Tasks to carry out
a: According to the ARQ status message excerpt, what does the ACK_SN denote?
b: Rewrite the passage of the ARQ status message excerpt starting at "Reference throughout this" and ending at "the present disclosure.", with "characteristic" changed to "property".

Document extract
• • •

According to an example embodiment of the present disclosure, there is provided an Automatic Repeat Request (ARQ) status message for communication by a receiver entity in a 5G communication network. The ARQ status message comprising: an ARQ Status packet comprising a bit sequence to be received at receiver entity. The bit sequence further comprising: a Data/Control Bit (D/C) denoting the control bit for the Packet Data Unit (PDU; a Control PDU Type (CPT) denoting a frame format (CPT-000 or CPT-001) with which the status report is sent; a START_SN denoting a sequence of the received PDU from which the status report starts; an ACK_SN denoting a sequence of the received PDU until the status report is prepared; and a status report prepared for transmission by the receiver entity based on the compilation of the reception status of one or more bits from the plurality of threads to a lower layer.

To further clarify the advantages and features of the present disclosure, a more particular description of the disclosure will be rendered by reference to various example embodiments thereof, which are illustrated in the appended drawings. It is appreciated that these drawings depict example embodiments of the disclosure and are therefore not to be considered limiting of its scope. The present disclosure will be described and explained with additional specificity and detail with the accompanying drawings.

It will be understood by those skilled in the art that the foregoing general description and the following detailed description are explanatory of the disclosure and are not intended to be restrictive thereof.

Reference throughout this disclosure to “an aspect”, “another aspect” or similar language may refer, for example, to a particular feature, structure, or characteristic described in connection with the embodiment being included in at least one embodiment of the present disclosure.

The phrase “in an embodiment”, “in another embodiment” and similar language throughout this disclosure may, but do not necessarily, all refer to the same embodiment.

The terms “comprises”, “comprising”, or any other variations thereof, are intended to cover a non-exclusive inclusion, such that a process or method that comprises a list of steps does not include only those steps but may include other steps not expressly listed or inherent to such process or method. Similarly, one or more system or unit or sub-systems or elements or structures or components proceeded by “comprises . . . a” does not, without more constraints, preclude the existence of other elements or device or other sub-systems or other elements or other structures or other components or additional sub-systems or additional elements or additional structures or additional components.

• • •

Dataset extract
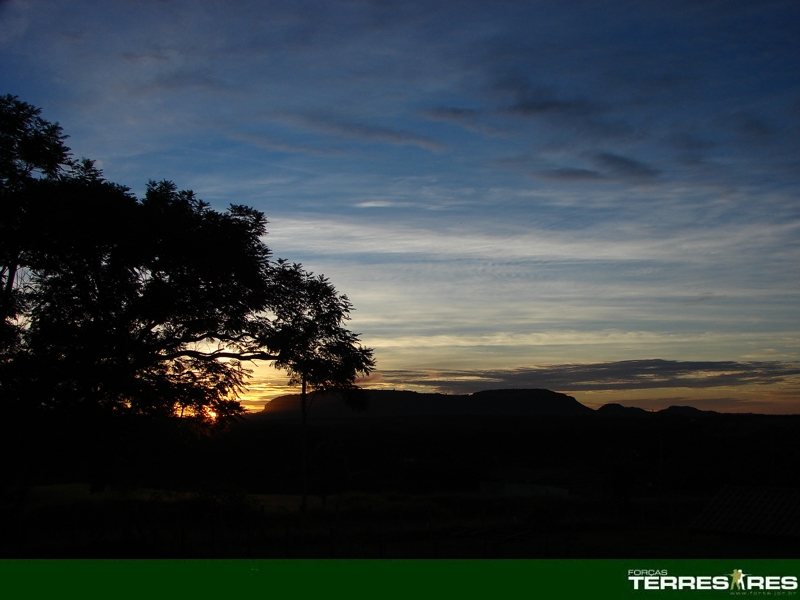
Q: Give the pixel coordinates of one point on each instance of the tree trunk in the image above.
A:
(304, 449)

• • •

Results for each task
a: A sequence of the received PDU until the status report is prepared.

b:
Reference throughout this disclosure to “an aspect”, “another aspect” or similar language may refer, for example, to a particular feature, structure, or property described in connection with the embodiment being included in at least one embodiment of the present disclosure.